+++ TESTO
UCRAINA

 

L’Impero del Caos in cerca del Nobel della stupidità

 

di Rafael Poch (*)

 

 Come l’avventura occidentale in Ucraina contribuisce ad una nuova bipolarità. 

 

L’Ucraina conferma che stiamo entrando in pieno nella fase degli “imperi combattenti”, fase superiore della stupidità umana del secolo XXI.

 

In Occidente l’ “Impero del Caos” - con gli Stati Uniti in prima fila (là in vista le sue opere: Iraq, Afganistan, Libia e Siria) - continua disposto a riaffermarsi militarmente. In Europa l’Unione Europea si conferma suo fedele compare e, nonostante la crisi riduca i suoi bilanci militari, cerca di ampliare la sua presenza in Africa e Europa Orientale, mentre la Germania sale dal mucchio rivendicando apertamente il controllo militare delle risorse globali e una “politica estera più attiva”. 

 

L’unico programma che questo “Impero del Caos” offre agli imperi emergenti dell’Oriente, i BRICS come Russia e Cina, è la “completa sottomissione”, spiega Samir Amin, ma nè Russia nè Cina accettano questo programma.

 

 In Ucraina la Russia ha detto basta. Era disposta a convivere con un’Ucraina neutrale, ma non con un protettorato occidentale puntato contro di lei, cosa che spezza a metà il paese e lo spinge al conflitto interno. Attraverso l’annunciata privatizzazione del settore energetico ucraino, i rubinetti delle vene attraverso cui fluisce il grosso dell’esportazione energetica russa rimarranno in mano agli Stati Uniti (ci sono imprese coome Chevron coinvolte) e l’inequivocabile prospettiva dell’ingresso nella NATO trasforma l’accerchiamento militare della terra ancestrale russa in un peso insopportabile.
++++++
__OBIETTIVI__:
[a] Nell'articolo sull'Ucraina, chi spiega che l'unico programma offerto agli imperi emergenti è la "completa sottomissione"?
[b] Scrivi il seguito dell'articolo sull'Ucraina e l'Impero del Caos, riprendendo dopo l'ultima frase riportata.
Le righe riportate qui sono materiale a sé, distinto dal testo.
+++ RIGHE DI DATI
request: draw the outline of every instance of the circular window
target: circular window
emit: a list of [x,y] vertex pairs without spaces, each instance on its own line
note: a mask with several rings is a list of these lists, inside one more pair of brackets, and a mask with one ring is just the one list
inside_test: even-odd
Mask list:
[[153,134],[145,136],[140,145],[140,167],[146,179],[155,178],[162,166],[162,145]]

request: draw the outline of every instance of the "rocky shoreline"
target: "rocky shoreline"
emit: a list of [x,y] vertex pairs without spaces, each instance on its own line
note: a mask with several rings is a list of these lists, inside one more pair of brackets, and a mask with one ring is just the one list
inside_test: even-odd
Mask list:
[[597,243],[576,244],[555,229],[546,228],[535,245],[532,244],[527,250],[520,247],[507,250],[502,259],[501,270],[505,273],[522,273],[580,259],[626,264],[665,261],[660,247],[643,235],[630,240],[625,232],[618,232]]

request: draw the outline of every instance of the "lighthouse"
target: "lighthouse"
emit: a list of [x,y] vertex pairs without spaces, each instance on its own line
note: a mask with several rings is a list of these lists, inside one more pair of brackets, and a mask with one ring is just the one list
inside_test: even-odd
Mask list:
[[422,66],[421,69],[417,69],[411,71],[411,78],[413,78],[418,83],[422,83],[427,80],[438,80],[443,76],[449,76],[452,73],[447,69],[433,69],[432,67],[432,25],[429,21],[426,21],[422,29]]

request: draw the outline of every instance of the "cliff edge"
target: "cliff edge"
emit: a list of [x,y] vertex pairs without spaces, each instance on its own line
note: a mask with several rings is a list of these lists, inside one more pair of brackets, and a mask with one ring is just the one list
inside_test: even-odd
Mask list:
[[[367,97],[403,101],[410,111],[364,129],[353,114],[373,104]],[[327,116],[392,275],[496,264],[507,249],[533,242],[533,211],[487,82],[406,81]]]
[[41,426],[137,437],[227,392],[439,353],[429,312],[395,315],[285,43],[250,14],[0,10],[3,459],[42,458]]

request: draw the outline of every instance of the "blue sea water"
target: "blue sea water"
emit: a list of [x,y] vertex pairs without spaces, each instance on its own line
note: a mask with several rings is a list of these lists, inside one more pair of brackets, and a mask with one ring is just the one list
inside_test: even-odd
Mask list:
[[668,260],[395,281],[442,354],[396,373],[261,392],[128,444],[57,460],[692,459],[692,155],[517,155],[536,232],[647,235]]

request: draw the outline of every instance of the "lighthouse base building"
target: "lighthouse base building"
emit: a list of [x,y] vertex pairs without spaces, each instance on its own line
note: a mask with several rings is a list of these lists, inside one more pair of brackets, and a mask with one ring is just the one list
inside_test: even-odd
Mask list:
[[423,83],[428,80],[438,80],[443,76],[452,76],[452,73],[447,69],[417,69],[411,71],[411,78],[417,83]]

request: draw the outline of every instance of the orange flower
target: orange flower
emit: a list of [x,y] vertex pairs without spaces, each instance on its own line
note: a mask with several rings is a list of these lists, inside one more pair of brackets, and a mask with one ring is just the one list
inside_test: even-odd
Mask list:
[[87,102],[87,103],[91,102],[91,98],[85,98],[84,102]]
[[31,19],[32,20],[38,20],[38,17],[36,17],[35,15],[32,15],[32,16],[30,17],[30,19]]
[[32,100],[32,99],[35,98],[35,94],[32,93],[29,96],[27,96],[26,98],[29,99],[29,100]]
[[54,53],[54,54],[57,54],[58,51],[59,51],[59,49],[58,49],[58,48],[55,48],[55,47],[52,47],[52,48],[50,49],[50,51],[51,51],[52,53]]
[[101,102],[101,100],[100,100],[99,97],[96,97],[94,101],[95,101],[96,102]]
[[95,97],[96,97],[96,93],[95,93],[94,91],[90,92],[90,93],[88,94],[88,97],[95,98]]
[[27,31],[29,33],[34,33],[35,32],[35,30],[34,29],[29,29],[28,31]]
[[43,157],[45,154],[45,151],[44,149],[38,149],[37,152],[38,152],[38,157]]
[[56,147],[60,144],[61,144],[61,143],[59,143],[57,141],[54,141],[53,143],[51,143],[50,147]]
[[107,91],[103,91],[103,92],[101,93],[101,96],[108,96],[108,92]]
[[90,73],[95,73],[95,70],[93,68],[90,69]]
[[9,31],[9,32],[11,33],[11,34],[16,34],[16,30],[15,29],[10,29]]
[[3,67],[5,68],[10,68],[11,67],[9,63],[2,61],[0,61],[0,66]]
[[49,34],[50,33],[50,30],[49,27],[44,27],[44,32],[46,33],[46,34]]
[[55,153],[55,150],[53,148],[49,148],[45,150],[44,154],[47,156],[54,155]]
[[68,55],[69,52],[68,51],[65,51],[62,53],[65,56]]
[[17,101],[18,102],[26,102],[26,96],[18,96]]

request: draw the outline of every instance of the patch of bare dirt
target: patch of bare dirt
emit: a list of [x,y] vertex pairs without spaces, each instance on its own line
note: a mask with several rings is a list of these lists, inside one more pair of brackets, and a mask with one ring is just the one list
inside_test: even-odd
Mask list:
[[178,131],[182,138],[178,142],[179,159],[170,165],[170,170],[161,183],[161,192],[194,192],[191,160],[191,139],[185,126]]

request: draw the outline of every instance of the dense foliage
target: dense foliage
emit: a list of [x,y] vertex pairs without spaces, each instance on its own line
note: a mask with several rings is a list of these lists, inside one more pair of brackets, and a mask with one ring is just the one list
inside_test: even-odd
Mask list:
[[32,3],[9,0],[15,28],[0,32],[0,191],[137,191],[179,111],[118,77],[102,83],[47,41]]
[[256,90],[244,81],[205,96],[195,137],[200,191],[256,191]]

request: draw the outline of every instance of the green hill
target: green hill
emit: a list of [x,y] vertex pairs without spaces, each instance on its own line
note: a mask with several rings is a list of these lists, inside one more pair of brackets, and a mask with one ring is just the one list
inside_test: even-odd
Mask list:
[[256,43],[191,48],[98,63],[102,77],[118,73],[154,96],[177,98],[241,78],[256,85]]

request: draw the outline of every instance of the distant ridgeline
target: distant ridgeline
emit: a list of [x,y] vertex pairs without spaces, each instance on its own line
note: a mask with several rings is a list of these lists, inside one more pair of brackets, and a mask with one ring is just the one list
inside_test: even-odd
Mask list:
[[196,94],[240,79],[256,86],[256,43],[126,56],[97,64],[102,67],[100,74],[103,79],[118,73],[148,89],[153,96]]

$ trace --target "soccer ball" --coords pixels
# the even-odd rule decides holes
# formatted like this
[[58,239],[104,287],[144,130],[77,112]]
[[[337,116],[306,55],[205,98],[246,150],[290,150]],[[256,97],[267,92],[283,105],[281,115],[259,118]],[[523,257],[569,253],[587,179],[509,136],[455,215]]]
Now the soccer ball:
++++++
__ESITI DEI COMPITI__:
[a] Samir Amin.

[b]
 

La ribellione della Russia presuppone una svolta nella condotta di questo paese per più di vent’anni, che ha costantemente ceduto alle violazioni di linee rosse,  segnate da Mosca e oltrepassate senza cerimonie dall’Euroatlantide. Questa svolta viene vista come una sfida intollerabile che bisogna punire esemplarmente, ma Mosca non può fare retromarcia, senza rischiare lo sgretolamento del regime di Putin. “L’importante non è l’Ucraina in se stessa, ma la sfida che la svolta presuppone” dice Fedor Lukianov (1). 

 

La revisione dei “risultati” della Guerra Fredda è inammissibile in Occidente.

 

Quel risultato, che Gorbaciov immaginò come un accordo tra galantuomini per costruire una sicurezza continentale integrata in Europa (Carta di Parigi, novembre 1990), fu trasformato dalla Euroatlantide in una disonesta e travolgente offensiva sul terreno liberato da uno dei due gangsters a beneficio dell’altro.

 

I dirigenti russi erano allora troppo occupati a riempirsi le tasche con la privatizzazione e il saccheggio del patrimonio sovietico. Un insieme di ingenuità, confusione, ruberie e prepotenza.

 

L’Occidente considera ora inammissibile rivedere quell’eccezionale conglomerato e vuole punire la Russia. Ma, come farlo senza spingerla tra le braccia della Cina? 

 

Il problema dell’Ucraina è appena iniziato e già la Cina si affaccia quale vincitrice. Il suo presidente Xi Jinping questa settimana passeggia per l’Europa, ispezionando il panorama del sub-impero occidentale; Olanda, Francia, Berlino, Bruxelles, un rosario di vecchie capitali coloniali unite, in un’orchestra ogni volta più stonata, attorno al proposito di fermare i vecchi e i nuovi imperi emergenti. 

 

I tentativi di far sì che la Cina condanni la Russia per la Crimea sono stati vani. Pechino si è astenuta riguardo alla poco entusiastica condanna della Russia all’ONU e ha espresso una certa prudente comprensione verso l’atteggiamento di Mosca.

 

La Cina non ha interessi propri nella questione dell’Ucraina” ha detto Xi a Berlino. La crisi di quel paese “deriva da una storia molto complessa e da realtà attuali” ha sottolineato. Ci sono delle similitudini.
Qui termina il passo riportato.